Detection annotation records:
----

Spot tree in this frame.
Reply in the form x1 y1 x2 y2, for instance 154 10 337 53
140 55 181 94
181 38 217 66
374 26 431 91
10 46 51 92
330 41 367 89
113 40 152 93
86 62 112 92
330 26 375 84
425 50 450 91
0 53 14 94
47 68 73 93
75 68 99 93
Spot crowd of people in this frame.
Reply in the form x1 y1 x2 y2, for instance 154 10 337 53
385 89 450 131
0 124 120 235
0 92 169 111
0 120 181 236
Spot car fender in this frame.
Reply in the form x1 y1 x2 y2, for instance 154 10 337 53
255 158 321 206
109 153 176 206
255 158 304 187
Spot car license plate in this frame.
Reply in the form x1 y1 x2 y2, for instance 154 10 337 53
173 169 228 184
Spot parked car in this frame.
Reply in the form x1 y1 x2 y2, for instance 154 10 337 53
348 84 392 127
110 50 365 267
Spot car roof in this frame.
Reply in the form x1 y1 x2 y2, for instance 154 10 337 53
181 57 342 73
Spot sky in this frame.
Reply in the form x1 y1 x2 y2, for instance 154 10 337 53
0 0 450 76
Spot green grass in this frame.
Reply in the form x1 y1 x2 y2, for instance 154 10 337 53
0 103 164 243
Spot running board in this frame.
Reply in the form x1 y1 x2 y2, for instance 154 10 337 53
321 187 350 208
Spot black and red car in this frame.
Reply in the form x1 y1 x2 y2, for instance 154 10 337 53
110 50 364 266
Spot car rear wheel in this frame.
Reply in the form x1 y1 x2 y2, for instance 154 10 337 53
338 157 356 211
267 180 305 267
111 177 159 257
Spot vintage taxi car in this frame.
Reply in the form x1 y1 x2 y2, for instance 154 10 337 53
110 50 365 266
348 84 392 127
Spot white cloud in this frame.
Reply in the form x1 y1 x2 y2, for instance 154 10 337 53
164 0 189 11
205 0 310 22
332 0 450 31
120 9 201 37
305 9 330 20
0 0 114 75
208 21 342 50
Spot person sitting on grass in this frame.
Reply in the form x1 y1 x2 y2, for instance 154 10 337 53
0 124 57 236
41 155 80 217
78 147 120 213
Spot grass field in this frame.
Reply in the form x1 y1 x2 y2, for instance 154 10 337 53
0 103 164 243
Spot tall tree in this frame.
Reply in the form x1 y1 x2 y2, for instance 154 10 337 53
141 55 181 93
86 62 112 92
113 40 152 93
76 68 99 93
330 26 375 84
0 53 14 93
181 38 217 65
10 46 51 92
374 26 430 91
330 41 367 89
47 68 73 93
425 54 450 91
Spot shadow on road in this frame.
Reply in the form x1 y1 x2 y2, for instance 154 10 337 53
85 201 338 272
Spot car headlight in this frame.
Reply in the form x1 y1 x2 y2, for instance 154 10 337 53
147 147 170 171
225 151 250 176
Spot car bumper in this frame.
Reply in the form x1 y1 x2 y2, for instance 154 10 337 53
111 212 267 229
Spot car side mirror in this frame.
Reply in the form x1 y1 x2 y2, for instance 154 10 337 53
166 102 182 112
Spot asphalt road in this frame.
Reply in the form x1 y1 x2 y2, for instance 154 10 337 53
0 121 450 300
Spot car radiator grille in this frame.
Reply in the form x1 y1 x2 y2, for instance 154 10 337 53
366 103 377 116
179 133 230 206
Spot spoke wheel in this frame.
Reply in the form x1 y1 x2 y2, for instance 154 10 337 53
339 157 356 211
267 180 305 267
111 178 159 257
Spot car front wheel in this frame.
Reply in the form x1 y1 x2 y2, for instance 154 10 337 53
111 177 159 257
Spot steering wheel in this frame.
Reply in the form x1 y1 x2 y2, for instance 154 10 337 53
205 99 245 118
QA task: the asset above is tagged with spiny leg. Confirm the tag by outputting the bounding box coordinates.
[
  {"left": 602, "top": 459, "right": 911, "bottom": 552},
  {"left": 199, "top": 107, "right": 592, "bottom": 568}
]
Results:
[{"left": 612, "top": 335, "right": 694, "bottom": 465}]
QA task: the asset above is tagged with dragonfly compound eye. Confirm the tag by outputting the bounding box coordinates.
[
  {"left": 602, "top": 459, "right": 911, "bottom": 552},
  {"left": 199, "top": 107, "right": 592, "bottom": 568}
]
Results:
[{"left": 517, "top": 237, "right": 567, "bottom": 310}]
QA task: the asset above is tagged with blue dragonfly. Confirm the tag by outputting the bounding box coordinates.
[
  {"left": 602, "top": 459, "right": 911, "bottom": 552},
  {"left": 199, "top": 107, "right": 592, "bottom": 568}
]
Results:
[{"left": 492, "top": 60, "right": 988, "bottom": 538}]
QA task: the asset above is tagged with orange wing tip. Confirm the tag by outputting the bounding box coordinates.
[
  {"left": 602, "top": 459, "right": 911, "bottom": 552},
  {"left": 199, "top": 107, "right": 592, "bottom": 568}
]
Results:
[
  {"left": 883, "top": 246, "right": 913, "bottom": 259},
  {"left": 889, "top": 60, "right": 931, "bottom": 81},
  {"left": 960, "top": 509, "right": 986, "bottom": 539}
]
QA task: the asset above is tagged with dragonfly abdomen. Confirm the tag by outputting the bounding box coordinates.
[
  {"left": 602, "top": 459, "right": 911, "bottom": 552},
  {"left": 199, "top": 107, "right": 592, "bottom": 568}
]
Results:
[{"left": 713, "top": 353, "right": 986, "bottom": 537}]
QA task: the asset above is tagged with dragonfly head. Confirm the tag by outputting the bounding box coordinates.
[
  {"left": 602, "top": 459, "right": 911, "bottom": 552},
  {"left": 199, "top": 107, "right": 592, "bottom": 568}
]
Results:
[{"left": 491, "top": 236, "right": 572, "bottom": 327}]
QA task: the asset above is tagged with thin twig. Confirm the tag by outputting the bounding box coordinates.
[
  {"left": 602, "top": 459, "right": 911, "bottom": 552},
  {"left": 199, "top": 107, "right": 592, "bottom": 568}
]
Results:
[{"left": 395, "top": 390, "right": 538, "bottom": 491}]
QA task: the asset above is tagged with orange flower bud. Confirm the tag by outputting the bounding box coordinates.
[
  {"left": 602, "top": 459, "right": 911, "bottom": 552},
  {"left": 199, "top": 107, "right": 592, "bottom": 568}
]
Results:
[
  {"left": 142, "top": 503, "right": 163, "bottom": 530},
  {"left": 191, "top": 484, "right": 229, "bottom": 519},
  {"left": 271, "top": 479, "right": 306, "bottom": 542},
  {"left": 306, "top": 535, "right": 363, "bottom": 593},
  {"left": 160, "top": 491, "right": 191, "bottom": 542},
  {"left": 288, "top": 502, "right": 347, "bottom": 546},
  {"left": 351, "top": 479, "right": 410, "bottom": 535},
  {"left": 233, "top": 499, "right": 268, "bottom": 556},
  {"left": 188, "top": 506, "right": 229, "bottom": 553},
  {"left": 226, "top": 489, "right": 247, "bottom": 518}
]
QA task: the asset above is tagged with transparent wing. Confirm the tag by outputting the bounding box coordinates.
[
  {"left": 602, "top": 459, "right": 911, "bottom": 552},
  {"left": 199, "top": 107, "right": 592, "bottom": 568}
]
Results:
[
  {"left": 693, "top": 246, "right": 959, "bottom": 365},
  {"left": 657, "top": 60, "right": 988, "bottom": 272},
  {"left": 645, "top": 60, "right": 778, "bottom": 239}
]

----

- **Problem**
Arrange all of the records above as a Markdown table with two columns, "Row" for the row number and "Line" for the line itself. Leave out blank lines.

- **Solution to this exercise**
| Row | Line |
|---|---|
| 1 | Spot tree in this frame. |
| 2 | Reply in the form x1 y1 x2 y2, for instance 154 10 337 53 |
| 3 | 140 55 181 94 |
| 4 | 181 38 217 66 |
| 5 | 374 26 431 91 |
| 6 | 10 46 51 92 |
| 7 | 330 41 367 89 |
| 8 | 113 40 152 93 |
| 9 | 86 62 112 92 |
| 10 | 330 26 375 84 |
| 11 | 425 50 450 91 |
| 12 | 0 53 14 94 |
| 13 | 47 68 73 93 |
| 14 | 75 68 99 93 |
| 15 | Spot crowd of people in this frame. |
| 16 | Reply in the form x1 y1 x2 y2, for instance 154 10 337 53 |
| 17 | 385 89 450 131 |
| 18 | 0 124 120 235 |
| 19 | 0 92 169 111 |
| 20 | 0 120 181 236 |
| 21 | Spot car fender in this frame. |
| 22 | Reply in the form x1 y1 x2 y2, for instance 154 10 337 53 |
| 23 | 255 158 321 206 |
| 24 | 109 153 176 206 |
| 25 | 255 158 304 187 |
| 26 | Spot car license plate in this frame. |
| 27 | Reply in the form x1 y1 x2 y2, for instance 154 10 337 53 |
| 28 | 173 169 228 184 |
| 29 | Spot parked car in this frame. |
| 30 | Reply in the form x1 y1 x2 y2, for instance 154 10 337 53 |
| 31 | 348 84 392 127 |
| 32 | 110 50 365 267 |
| 33 | Spot car roof in this frame. |
| 34 | Reply in the form x1 y1 x2 y2, for instance 154 10 337 53 |
| 35 | 181 57 342 73 |
| 36 | Spot sky in this frame. |
| 37 | Reply in the form x1 y1 x2 y2, for instance 154 10 337 53 |
| 38 | 0 0 450 76 |
| 39 | Spot green grass in this frame. |
| 40 | Reply in the form x1 y1 x2 y2, for instance 154 10 337 53 |
| 41 | 0 103 164 243 |
| 42 | Spot running board in this frame. |
| 43 | Reply in the form x1 y1 x2 y2, for instance 154 10 337 53 |
| 44 | 321 187 350 208 |
| 45 | Spot black and red car in this frame. |
| 46 | Reply in the form x1 y1 x2 y2, for instance 154 10 337 53 |
| 47 | 110 50 364 266 |
| 48 | Spot car rear wheel in this frame. |
| 49 | Reply in the form x1 y1 x2 y2, for instance 154 10 337 53 |
| 50 | 338 157 356 211 |
| 51 | 267 180 305 267 |
| 52 | 111 177 159 257 |
| 53 | Spot vintage taxi car in this frame. |
| 54 | Reply in the form x1 y1 x2 y2, for instance 154 10 337 53 |
| 55 | 110 50 365 266 |
| 56 | 348 84 392 127 |
| 57 | Spot white cloud in this frame. |
| 58 | Reply in the form x1 y1 x2 y2, for instance 154 10 337 53 |
| 59 | 164 0 189 11 |
| 60 | 205 0 310 22 |
| 61 | 332 0 450 31 |
| 62 | 120 9 201 37 |
| 63 | 305 9 330 20 |
| 64 | 0 0 114 75 |
| 65 | 208 21 342 50 |
| 66 | Spot person sitting on grass in this frame. |
| 67 | Reply in the form x1 y1 x2 y2, for instance 154 10 337 53 |
| 68 | 0 124 57 236 |
| 69 | 41 155 80 217 |
| 70 | 78 147 120 213 |
| 71 | Spot grass field in this frame. |
| 72 | Reply in the form x1 y1 x2 y2, for instance 154 10 337 53 |
| 73 | 0 103 164 243 |
| 74 | Spot tall tree in this frame. |
| 75 | Reply in the form x1 y1 x2 y2, for instance 154 10 337 53 |
| 76 | 141 55 181 93 |
| 77 | 86 62 112 92 |
| 78 | 113 40 152 93 |
| 79 | 76 68 99 93 |
| 80 | 330 26 375 84 |
| 81 | 0 53 14 93 |
| 82 | 181 38 217 65 |
| 83 | 10 46 51 92 |
| 84 | 374 26 430 91 |
| 85 | 330 41 367 89 |
| 86 | 47 68 73 93 |
| 87 | 425 54 450 91 |
| 88 | Spot shadow on road in this frame. |
| 89 | Reply in the form x1 y1 x2 y2, for instance 154 10 337 53 |
| 90 | 85 201 338 272 |
| 91 | Spot car headlight in this frame. |
| 92 | Reply in the form x1 y1 x2 y2, for instance 154 10 337 53 |
| 93 | 147 147 170 171 |
| 94 | 225 151 250 176 |
| 95 | Spot car bumper in this frame. |
| 96 | Reply in the form x1 y1 x2 y2, for instance 154 10 337 53 |
| 97 | 111 212 267 229 |
| 98 | Spot car side mirror in this frame. |
| 99 | Reply in the form x1 y1 x2 y2, for instance 154 10 337 53 |
| 100 | 166 102 182 112 |
| 101 | Spot asphalt road in this frame. |
| 102 | Reply in the form x1 y1 x2 y2, for instance 154 10 337 53 |
| 103 | 0 121 450 300 |
| 104 | Spot car radiator grille in this frame. |
| 105 | Reply in the form x1 y1 x2 y2, for instance 154 10 337 53 |
| 106 | 366 103 377 116 |
| 107 | 179 133 230 206 |
| 108 | Spot spoke wheel in this frame. |
| 109 | Reply in the form x1 y1 x2 y2, for instance 154 10 337 53 |
| 110 | 339 157 356 211 |
| 111 | 267 180 305 267 |
| 112 | 111 178 159 257 |
| 113 | Spot car front wheel in this frame. |
| 114 | Reply in the form x1 y1 x2 y2, for instance 154 10 337 53 |
| 115 | 111 177 159 257 |
| 116 | Spot steering wheel in this frame. |
| 117 | Reply in the form x1 y1 x2 y2, for instance 154 10 337 53 |
| 118 | 205 99 245 118 |
| 119 | QA task: the asset above is tagged with spiny leg. Confirm the tag by outputting the bounding box coordinates. |
| 120 | [ |
| 121 |   {"left": 602, "top": 459, "right": 911, "bottom": 552}, |
| 122 |   {"left": 199, "top": 107, "right": 592, "bottom": 568} |
| 123 | ] |
| 124 | Results: |
| 125 | [{"left": 612, "top": 335, "right": 694, "bottom": 465}] |
| 126 | QA task: the asset above is tagged with dragonfly compound eye. Confirm the tag by outputting the bounding box coordinates. |
| 127 | [ |
| 128 |   {"left": 602, "top": 459, "right": 911, "bottom": 552}, |
| 129 |   {"left": 199, "top": 107, "right": 592, "bottom": 568} |
| 130 | ] |
| 131 | Results: |
| 132 | [{"left": 517, "top": 237, "right": 567, "bottom": 310}] |
| 133 | QA task: the asset above is tagged with blue dragonfly. Confirm the tag by outputting the bounding box coordinates. |
| 134 | [ |
| 135 |   {"left": 602, "top": 459, "right": 911, "bottom": 552}, |
| 136 |   {"left": 199, "top": 107, "right": 592, "bottom": 568} |
| 137 | ] |
| 138 | Results: |
| 139 | [{"left": 492, "top": 60, "right": 988, "bottom": 538}] |
| 140 | QA task: the asset above is tagged with orange wing tip. Confirm the tag by outputting the bounding box coordinates. |
| 141 | [ |
| 142 |   {"left": 602, "top": 459, "right": 911, "bottom": 552}, |
| 143 |   {"left": 199, "top": 107, "right": 592, "bottom": 568} |
| 144 | ] |
| 145 | Results: |
| 146 | [ |
| 147 |   {"left": 883, "top": 246, "right": 913, "bottom": 259}, |
| 148 |   {"left": 889, "top": 60, "right": 931, "bottom": 81}, |
| 149 |   {"left": 960, "top": 509, "right": 986, "bottom": 539} |
| 150 | ] |
| 151 | QA task: the asset above is tagged with dragonfly abdomen. Confirm the tag by outputting the bounding box coordinates. |
| 152 | [ |
| 153 |   {"left": 602, "top": 459, "right": 911, "bottom": 552}, |
| 154 |   {"left": 199, "top": 107, "right": 592, "bottom": 568} |
| 155 | ] |
| 156 | Results: |
| 157 | [{"left": 713, "top": 353, "right": 986, "bottom": 537}] |
| 158 | QA task: the asset above is tagged with dragonfly head. Confirm the tag by outputting the bounding box coordinates. |
| 159 | [ |
| 160 |   {"left": 602, "top": 459, "right": 911, "bottom": 552}, |
| 161 |   {"left": 199, "top": 107, "right": 592, "bottom": 568} |
| 162 | ] |
| 163 | Results: |
| 164 | [{"left": 491, "top": 236, "right": 572, "bottom": 327}] |
| 165 | QA task: the asset above is tagged with thin twig. Confirm the tag by outputting the bounding box coordinates. |
| 166 | [ |
| 167 |   {"left": 602, "top": 459, "right": 911, "bottom": 552}, |
| 168 |   {"left": 199, "top": 107, "right": 592, "bottom": 568} |
| 169 | ] |
| 170 | Results: |
| 171 | [{"left": 395, "top": 390, "right": 538, "bottom": 491}] |
| 172 | QA task: the asset above is tagged with orange flower bud. Confirm the tag by outputting the bounding box coordinates. |
| 173 | [ |
| 174 |   {"left": 602, "top": 459, "right": 911, "bottom": 552}, |
| 175 |   {"left": 199, "top": 107, "right": 592, "bottom": 568} |
| 176 | ] |
| 177 | Results: |
| 178 | [ |
| 179 |   {"left": 142, "top": 503, "right": 163, "bottom": 530}, |
| 180 |   {"left": 191, "top": 484, "right": 229, "bottom": 519}, |
| 181 |   {"left": 271, "top": 479, "right": 306, "bottom": 542}, |
| 182 |   {"left": 306, "top": 535, "right": 363, "bottom": 593}, |
| 183 |   {"left": 160, "top": 491, "right": 191, "bottom": 542}, |
| 184 |   {"left": 288, "top": 502, "right": 347, "bottom": 546}, |
| 185 |   {"left": 351, "top": 479, "right": 410, "bottom": 535}, |
| 186 |   {"left": 233, "top": 499, "right": 268, "bottom": 556}, |
| 187 |   {"left": 188, "top": 506, "right": 229, "bottom": 553}, |
| 188 |   {"left": 226, "top": 489, "right": 247, "bottom": 518} |
| 189 | ] |
| 190 | QA task: the asset above is tagged with transparent wing. Confirm the tag by outputting the bounding box coordinates. |
| 191 | [ |
| 192 |   {"left": 602, "top": 459, "right": 911, "bottom": 552}, |
| 193 |   {"left": 199, "top": 107, "right": 592, "bottom": 568} |
| 194 | ] |
| 195 | Results: |
| 196 | [ |
| 197 |   {"left": 693, "top": 246, "right": 959, "bottom": 365}, |
| 198 |   {"left": 657, "top": 60, "right": 988, "bottom": 272}, |
| 199 |   {"left": 645, "top": 60, "right": 778, "bottom": 239} |
| 200 | ] |